(Photo-based referring expression data)
------------------------

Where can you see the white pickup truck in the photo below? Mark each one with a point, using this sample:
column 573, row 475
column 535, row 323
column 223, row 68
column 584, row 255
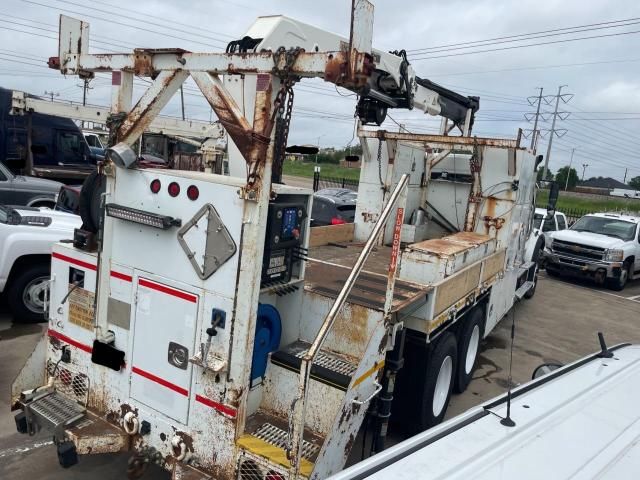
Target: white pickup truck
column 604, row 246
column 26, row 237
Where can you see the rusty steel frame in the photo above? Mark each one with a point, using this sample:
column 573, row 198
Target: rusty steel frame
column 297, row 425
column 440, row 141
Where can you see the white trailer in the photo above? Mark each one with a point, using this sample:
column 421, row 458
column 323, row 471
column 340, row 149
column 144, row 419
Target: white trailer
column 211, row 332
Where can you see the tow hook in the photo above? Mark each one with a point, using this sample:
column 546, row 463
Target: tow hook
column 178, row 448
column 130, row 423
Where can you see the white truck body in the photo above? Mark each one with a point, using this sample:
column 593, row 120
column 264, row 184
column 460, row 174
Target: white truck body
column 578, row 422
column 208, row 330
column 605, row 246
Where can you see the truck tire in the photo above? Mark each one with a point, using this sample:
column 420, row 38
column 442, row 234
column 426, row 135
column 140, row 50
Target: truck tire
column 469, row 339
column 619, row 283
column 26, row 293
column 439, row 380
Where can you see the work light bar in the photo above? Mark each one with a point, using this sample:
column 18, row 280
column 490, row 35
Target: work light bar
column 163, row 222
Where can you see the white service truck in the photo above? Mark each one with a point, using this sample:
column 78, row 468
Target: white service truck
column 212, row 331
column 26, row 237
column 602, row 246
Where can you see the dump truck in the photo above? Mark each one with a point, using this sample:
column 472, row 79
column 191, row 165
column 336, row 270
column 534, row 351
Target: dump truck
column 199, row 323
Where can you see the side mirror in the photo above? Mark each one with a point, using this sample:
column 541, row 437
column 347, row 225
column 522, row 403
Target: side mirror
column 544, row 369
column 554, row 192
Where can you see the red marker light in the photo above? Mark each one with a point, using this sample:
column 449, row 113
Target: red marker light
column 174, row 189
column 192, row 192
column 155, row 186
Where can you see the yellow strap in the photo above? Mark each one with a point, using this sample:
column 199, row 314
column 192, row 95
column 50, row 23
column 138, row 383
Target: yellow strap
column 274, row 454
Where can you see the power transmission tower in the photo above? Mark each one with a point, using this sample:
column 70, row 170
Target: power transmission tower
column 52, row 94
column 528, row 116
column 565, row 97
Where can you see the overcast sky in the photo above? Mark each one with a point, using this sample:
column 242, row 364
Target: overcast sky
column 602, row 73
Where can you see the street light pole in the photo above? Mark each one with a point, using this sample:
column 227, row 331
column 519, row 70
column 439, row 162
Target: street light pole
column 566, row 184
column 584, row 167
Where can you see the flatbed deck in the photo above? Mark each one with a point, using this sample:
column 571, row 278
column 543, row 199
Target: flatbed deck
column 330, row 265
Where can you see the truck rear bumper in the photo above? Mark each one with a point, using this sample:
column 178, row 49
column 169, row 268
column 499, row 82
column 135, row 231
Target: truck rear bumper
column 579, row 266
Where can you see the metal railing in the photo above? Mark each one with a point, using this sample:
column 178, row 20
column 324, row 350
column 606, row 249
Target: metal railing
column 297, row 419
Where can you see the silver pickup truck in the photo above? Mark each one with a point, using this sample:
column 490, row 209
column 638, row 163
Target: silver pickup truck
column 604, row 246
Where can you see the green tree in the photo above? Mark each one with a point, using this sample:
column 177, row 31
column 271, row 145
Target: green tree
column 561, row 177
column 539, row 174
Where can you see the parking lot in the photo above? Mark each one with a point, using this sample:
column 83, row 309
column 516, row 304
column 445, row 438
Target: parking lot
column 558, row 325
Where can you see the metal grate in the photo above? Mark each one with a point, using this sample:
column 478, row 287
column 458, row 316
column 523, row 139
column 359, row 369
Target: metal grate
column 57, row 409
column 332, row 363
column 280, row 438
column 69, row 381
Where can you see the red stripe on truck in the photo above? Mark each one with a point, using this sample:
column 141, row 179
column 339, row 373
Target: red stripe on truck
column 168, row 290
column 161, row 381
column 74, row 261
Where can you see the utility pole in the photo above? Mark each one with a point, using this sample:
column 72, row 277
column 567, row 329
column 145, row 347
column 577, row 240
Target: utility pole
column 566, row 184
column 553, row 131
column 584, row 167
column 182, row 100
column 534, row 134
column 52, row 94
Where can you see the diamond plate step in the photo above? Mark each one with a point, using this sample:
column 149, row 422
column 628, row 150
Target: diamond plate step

------------------------

**Your objective:** The data above must be reproduced exactly, without any of its pictures.

**Reply to the exercise:**
Where can you see the white pickup truck in the photo below? Mark each one with a point, using this sample:
column 573, row 475
column 535, row 323
column 223, row 68
column 584, row 255
Target: white pickup truck
column 604, row 246
column 26, row 237
Where can you see the rusty steel frame in the photo above? Mark each one with a point, using this sample:
column 573, row 198
Target: rusty steel frame
column 297, row 425
column 440, row 141
Where can you see the white trailer in the photo above? Mark each one with a point, using this sample:
column 421, row 458
column 323, row 471
column 340, row 149
column 144, row 419
Target: white trailer
column 211, row 332
Where can you see the tow hook in the photo above? Mark each one with a point, using this sample:
column 546, row 463
Target: tow hook
column 178, row 448
column 130, row 423
Where can you see the white truck body in the photo above? Mark each one with a point, using this sample:
column 593, row 120
column 264, row 184
column 460, row 174
Target: white truck body
column 578, row 422
column 208, row 330
column 605, row 246
Where can you see the truck tire in the photo above? Mark each one with a point, using this sample:
column 420, row 38
column 442, row 234
column 426, row 135
column 140, row 50
Target: truck tire
column 469, row 339
column 619, row 283
column 26, row 293
column 439, row 380
Where can you see the work light bar in the photo above? Mark each one with a point, using this sample:
column 18, row 280
column 490, row 35
Target: work light bar
column 163, row 222
Where can you see the white service truck in the photo above? Mark each one with a point, using this sample:
column 78, row 468
Target: white service truck
column 212, row 331
column 26, row 237
column 602, row 246
Where can you see the dump truck in the photo above? Mark each one with a point, using this sample:
column 472, row 79
column 191, row 165
column 336, row 270
column 534, row 351
Target: dump truck
column 199, row 323
Where can you see the side mirror in the photo above? Mark each one with a point, using this sample:
column 541, row 437
column 347, row 225
column 522, row 403
Target: side mirror
column 544, row 369
column 554, row 192
Where can you see the red marker light in the photo above? Mark each one with a point, using this sample:
column 449, row 113
Target: red marker light
column 174, row 189
column 192, row 192
column 155, row 186
Where can you see the yellow strap in the photo above? Mark each one with a point, using this sample:
column 199, row 314
column 192, row 95
column 50, row 23
column 138, row 383
Target: yellow strap
column 274, row 454
Where can you see the power transmission tower in the photo above? Mark each one with a point, using this sample:
column 70, row 170
Target: power transmission tower
column 52, row 94
column 528, row 116
column 565, row 97
Where can you see the overcast sky in the photo above? Mark each one with a point, using this sample:
column 242, row 364
Target: overcast sky
column 602, row 73
Where can you see the street light pole in the photo above? Mark each one with a point, using this sample:
column 227, row 331
column 519, row 70
column 439, row 162
Target: street light pole
column 566, row 184
column 584, row 167
Where can you see the flatbed deck in the photo above? Mark each one with a point, using this sample:
column 571, row 278
column 543, row 199
Target: flatbed deck
column 330, row 265
Where can you see the truck rear bumper in the photo above? Mark each one with a point, using this sample:
column 178, row 49
column 169, row 268
column 499, row 82
column 135, row 231
Target: truck rear bumper
column 579, row 266
Where can you see the metal railing in the photo above? Mark each one with a point, using this sample:
column 178, row 20
column 324, row 350
column 606, row 249
Target: metal railing
column 297, row 419
Where can you see the silver pickup truck in the photo above? Mark each one with a point, using this sample:
column 490, row 209
column 638, row 163
Target: silver pickup truck
column 604, row 246
Where can you see the green tree in the photo above? Mark each one with a point, using this sample:
column 177, row 31
column 271, row 145
Target: green tree
column 561, row 177
column 539, row 174
Where can you see the parking lot in the photo above? Mark each one with a point, using this sample:
column 83, row 309
column 516, row 304
column 445, row 438
Target: parking lot
column 558, row 325
Where can you see the metal grate in the photo above? Mark each one with a point, using this sample:
column 478, row 287
column 458, row 316
column 523, row 139
column 359, row 369
Target: metal grate
column 57, row 409
column 332, row 363
column 280, row 438
column 69, row 381
Where can you see the red stripe on truck in the photo above? Mark each one with a point, using this sample:
column 141, row 179
column 339, row 373
Target: red stripe on truck
column 168, row 290
column 161, row 381
column 74, row 261
Where can you see the utility pole in the photo above? Mark each one with a point, using this sample:
column 72, row 277
column 567, row 329
column 145, row 347
column 577, row 240
Target: utility pole
column 566, row 184
column 553, row 131
column 584, row 167
column 182, row 100
column 534, row 134
column 52, row 94
Where can you see the diamond plate step in the photo above? Mark each one with a point, using this sample:
column 149, row 422
column 628, row 150
Target: diamond plate step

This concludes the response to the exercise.